Start of SOURCE TEXT
Official-NV: An LLM-Generated News Video Dataset for Multimodal Fake News Detection
Yihao Wang, Lizhi Chen, Zhong Qian, Peifeng Li
TL;DR
Official-NV addresses noise in multimodal fake news detection by curating officially published news videos and augmenting them with LLM-generated text and frame alterations to produce a balanced, 10,000-video dataset. The authors propose OFNVD, a baseline that uses GLU attention to extract salient text and frame features and a cross-modal Transformer to fuse modalities for detection. Through extensive experiments, they demonstrate OFNVD's strong performance, the value of title information, and the robustness of Official-NV across data augmentation strategies and imbalanced conditions. This work presents a practical, high-quality resource and a competitive baseline to advance multimodal fake news detection research in video domains.
End of SOURCE TEXT
Start of EXTRACTED INFORMATION
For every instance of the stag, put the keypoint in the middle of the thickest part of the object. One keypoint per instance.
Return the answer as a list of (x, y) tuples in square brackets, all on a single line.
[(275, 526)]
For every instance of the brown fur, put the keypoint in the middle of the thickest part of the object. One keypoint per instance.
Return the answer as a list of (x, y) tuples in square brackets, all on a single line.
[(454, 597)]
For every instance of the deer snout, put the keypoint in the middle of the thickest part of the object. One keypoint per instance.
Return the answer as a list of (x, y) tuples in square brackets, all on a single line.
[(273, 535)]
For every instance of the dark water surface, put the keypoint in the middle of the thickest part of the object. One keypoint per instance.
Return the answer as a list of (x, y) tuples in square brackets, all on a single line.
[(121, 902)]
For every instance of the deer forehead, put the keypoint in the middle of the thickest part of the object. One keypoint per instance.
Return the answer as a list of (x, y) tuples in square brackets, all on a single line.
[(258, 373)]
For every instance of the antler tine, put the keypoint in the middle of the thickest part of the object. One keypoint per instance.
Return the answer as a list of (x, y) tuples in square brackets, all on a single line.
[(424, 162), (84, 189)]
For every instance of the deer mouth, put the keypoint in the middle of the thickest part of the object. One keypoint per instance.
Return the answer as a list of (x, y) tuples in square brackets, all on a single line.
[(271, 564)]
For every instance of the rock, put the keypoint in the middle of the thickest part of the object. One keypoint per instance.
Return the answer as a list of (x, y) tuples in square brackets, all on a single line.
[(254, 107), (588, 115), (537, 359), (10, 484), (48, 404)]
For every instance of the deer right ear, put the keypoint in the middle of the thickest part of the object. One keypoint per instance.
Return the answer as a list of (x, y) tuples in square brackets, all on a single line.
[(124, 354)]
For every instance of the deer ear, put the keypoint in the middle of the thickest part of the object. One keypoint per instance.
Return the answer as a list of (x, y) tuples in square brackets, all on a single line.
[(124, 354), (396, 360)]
End of EXTRACTED INFORMATION
— THE PROBLEM —
Resume the Official-NV summary at the top of the page, starting right after its final sentence.

— ANSWER TO THIS TASK —
Abstract
News media, especially video news media, have penetrated into every aspect of daily life, which also brings the risk of fake news. Therefore, multimodal fake news detection has recently garnered increased attention. However, the existing datasets are comprised of user-uploaded videos and contain an excess amounts of superfluous data, which introduces noise into the model training process. To address this issue, we construct a dataset named Official-NV, comprising officially published news videos. The crawl officially published videos are augmented through the use of LLMs-based generation and manual verification, thereby expanding the dataset. We also propose a new baseline model called OFNVD, which captures key information from multimodal features through a GLU attention mechanism and performs feature enhancement and modal aggregation via a cross-modal Transformer. Benchmarking the dataset and baselines demonstrates the effectiveness of our model in multimodal news detection.